§ Your goal
Among the entries below, find the lines with the word "power" and copy them.

== Segment start ==

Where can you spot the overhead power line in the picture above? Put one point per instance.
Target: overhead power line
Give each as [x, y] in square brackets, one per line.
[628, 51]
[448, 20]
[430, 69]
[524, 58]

== Segment end ==

§ Response to the task
Where can you spot the overhead power line in the picture above? Put one point per instance.
Target: overhead power line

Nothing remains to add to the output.